> [Brief]:
Below is a set of records; restate each one word for word.

> [Given information]:
-- Start --
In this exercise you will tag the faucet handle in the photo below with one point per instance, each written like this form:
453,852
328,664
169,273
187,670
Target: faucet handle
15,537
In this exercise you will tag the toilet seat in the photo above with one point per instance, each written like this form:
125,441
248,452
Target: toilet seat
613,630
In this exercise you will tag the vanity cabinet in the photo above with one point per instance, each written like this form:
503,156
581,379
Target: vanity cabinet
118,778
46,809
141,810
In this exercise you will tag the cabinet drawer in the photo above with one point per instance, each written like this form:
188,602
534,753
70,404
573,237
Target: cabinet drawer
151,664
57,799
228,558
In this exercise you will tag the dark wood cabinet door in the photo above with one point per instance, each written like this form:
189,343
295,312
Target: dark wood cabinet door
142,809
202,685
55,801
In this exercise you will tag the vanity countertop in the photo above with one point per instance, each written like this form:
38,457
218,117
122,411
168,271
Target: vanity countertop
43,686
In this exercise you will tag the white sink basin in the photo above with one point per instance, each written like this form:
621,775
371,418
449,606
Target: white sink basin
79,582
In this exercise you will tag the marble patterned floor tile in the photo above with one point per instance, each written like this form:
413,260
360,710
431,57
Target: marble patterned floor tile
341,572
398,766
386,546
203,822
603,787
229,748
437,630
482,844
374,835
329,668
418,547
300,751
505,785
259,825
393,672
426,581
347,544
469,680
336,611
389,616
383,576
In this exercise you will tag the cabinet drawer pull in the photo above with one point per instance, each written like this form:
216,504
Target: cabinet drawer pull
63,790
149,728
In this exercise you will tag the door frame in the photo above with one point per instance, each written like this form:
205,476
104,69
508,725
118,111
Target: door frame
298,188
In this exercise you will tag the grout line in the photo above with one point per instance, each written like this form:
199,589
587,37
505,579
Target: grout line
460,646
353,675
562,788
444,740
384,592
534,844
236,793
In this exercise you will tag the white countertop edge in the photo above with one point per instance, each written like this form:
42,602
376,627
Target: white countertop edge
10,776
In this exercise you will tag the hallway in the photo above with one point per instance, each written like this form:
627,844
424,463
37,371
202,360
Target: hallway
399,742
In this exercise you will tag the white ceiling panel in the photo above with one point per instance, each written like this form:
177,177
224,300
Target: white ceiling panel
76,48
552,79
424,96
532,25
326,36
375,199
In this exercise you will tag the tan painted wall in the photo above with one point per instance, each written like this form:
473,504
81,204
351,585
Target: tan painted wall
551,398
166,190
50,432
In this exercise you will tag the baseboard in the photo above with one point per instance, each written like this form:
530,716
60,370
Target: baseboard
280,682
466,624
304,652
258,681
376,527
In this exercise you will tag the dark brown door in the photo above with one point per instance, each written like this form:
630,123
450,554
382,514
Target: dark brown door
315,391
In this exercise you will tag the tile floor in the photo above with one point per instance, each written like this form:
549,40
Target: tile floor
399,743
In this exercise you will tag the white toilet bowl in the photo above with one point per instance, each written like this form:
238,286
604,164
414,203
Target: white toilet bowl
-- End --
> [Answer in full]:
In this exercise you will tag the faucet handle in the photo below with one point per instance, each written like this form:
453,852
328,664
169,273
187,670
Target: faucet handle
15,537
In this exercise you will tag the toilet seat in the photo above with one point per instance, each written like this form:
125,441
248,452
Target: toilet seat
613,630
In this exercise you will tag the vanity cabinet in the photo above with one point per instance, each written like this form:
503,156
581,379
Target: vanity cabinet
118,778
46,809
141,810
In this exercise you will tag the cabinet drawer in the photo above with one point per instance, each written like this form:
188,602
534,753
70,404
573,237
Target: cabinet drawer
151,664
57,799
228,558
In this exercise you will tag the dark wood cabinet door in the photo above with one point per instance, each written like this form:
189,343
295,312
Target: dark wood cabinet door
142,809
202,685
55,801
In this exercise you will tag the vanity countertop in the photo above with one point per instance, each written like this form:
38,457
218,117
122,411
168,271
Target: vanity countertop
43,686
In this exercise you will tag the white sink basin in the photo above with one point per instance, each written like this form:
621,775
371,418
449,606
Target: white sink basin
79,582
In this exercise you will tag the marble patterned floor tile in the photo above with one point per instance, each written like this form:
413,260
360,710
431,57
Target: marble patterned floor tile
341,572
398,766
386,546
203,822
603,787
229,748
437,630
482,844
374,835
329,668
418,547
300,751
505,785
259,825
393,672
426,581
347,544
469,680
336,611
389,616
383,576
In this exercise you will tag the cabinet drawer pull in the photo above with one point per instance, each written like this form:
216,504
Target: cabinet drawer pull
63,790
149,728
In this exercise you will tag the door frame in the photo above with one point per instance, each written like this form:
205,476
104,69
508,725
118,111
Target: door frame
298,188
In this exercise you will tag the grout line in the photo above with one point per instance, each written like this form:
199,589
587,37
505,579
Target: grout line
460,646
353,675
562,788
444,740
384,592
534,844
236,793
In this exercise you will tag the white countertop edge in the photo above with one point per instance, each written like this form:
42,602
376,627
Target: white countertop edge
10,776
In this exercise you will tag the hallway in the photo above with one point per instance, each written like this form:
627,844
424,463
37,371
202,360
Target: hallway
399,742
In this exercise you will tag the white ceiling panel in the photo above with one point per instance, each written like this form:
177,177
224,300
Target: white ceiling panel
76,48
552,79
424,96
532,25
326,36
375,199
In this exercise you will tag the tan painted wall in the photo above with one point per instance, each written like this form:
473,504
81,204
351,585
Target: tan painted wall
551,398
166,190
50,432
In this exercise you will tag the baseboard in the photo above with one point per instance, each written like this form:
530,716
60,370
Target: baseboard
280,682
466,624
304,652
258,681
376,527
In this exercise you will tag the dark brown door in the photo above with one point per instance, each written like this form:
630,123
450,554
382,514
Target: dark brown door
315,391
In this exercise you will tag the tile floor in the photo above with one point per instance, each written like this form:
549,40
Target: tile floor
399,743
In this exercise you will tag the white toilet bowl in the photo above with one point per instance, each written like this form:
238,286
604,164
414,203
Target: white toilet bowl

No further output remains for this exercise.